The problem: Repeat all of the lines in the entries below, requests included, and shift every coordinate in the answers by adding 29 to it.

Records contained in a dataset
[start]

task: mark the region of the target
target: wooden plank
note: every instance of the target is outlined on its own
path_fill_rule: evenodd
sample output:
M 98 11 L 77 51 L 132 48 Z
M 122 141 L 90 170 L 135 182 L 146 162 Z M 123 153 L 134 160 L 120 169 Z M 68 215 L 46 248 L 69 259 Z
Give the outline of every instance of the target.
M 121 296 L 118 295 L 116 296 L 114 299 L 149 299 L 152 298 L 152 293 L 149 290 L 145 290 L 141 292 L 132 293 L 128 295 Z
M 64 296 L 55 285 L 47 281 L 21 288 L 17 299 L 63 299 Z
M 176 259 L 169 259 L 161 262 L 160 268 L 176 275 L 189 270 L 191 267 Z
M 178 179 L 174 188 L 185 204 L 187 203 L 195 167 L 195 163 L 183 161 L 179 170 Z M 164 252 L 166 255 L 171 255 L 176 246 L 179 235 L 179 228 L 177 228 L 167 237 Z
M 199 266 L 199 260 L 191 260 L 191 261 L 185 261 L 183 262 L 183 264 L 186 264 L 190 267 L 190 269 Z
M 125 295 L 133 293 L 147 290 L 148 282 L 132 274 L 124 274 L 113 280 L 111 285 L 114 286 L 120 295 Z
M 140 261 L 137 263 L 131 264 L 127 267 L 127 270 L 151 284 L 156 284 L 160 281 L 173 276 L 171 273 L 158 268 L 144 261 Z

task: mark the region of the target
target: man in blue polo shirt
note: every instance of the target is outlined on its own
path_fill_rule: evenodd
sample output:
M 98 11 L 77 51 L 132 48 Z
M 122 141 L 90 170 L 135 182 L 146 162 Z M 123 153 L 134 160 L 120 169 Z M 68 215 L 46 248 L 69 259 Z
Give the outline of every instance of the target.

[end]

Reply:
task: mark the region of the target
target: wooden plank
note: every instance of the target is outlined on its own
path_fill_rule: evenodd
sample output:
M 98 11 L 77 51 L 132 48 Z
M 122 141 L 90 170 L 135 182 L 146 162 Z M 123 153 L 134 160 L 120 169 Z M 68 215 L 46 248 L 69 259 Z
Give the outline of every instance of the target.
M 150 325 L 147 324 L 145 325 L 143 328 L 178 328 L 181 327 L 181 322 L 178 319 L 174 319 L 170 321 L 161 322 L 157 324 Z
M 93 325 L 84 314 L 76 310 L 50 317 L 46 328 L 92 328 Z
M 205 288 L 198 288 L 190 291 L 189 297 L 205 304 L 218 299 L 220 296 Z
M 207 208 L 203 217 L 214 233 L 216 232 L 224 196 L 224 192 L 212 190 L 208 199 Z M 193 281 L 195 284 L 200 284 L 205 275 L 208 264 L 208 257 L 206 257 L 196 266 Z
M 228 295 L 228 289 L 220 289 L 220 290 L 214 290 L 212 291 L 212 293 L 215 293 L 219 296 L 219 298 Z
M 154 324 L 162 322 L 176 319 L 177 311 L 161 303 L 153 303 L 142 309 L 140 314 L 143 315 L 149 324 Z
M 169 290 L 166 292 L 160 293 L 156 296 L 156 299 L 180 313 L 185 313 L 189 310 L 202 305 L 200 302 L 187 297 L 173 290 Z

task: mark the region of the target
target: man in blue polo shirt
note: every instance of the target is outlined on its own
path_fill_rule: evenodd
sample output:
M 98 11 L 77 51 L 132 48 Z
M 122 141 L 90 170 L 135 182 L 146 162 Z M 123 153 L 134 160 L 120 169 Z M 68 215 L 46 248 L 69 259 Z
Give the outline of every instance of the target.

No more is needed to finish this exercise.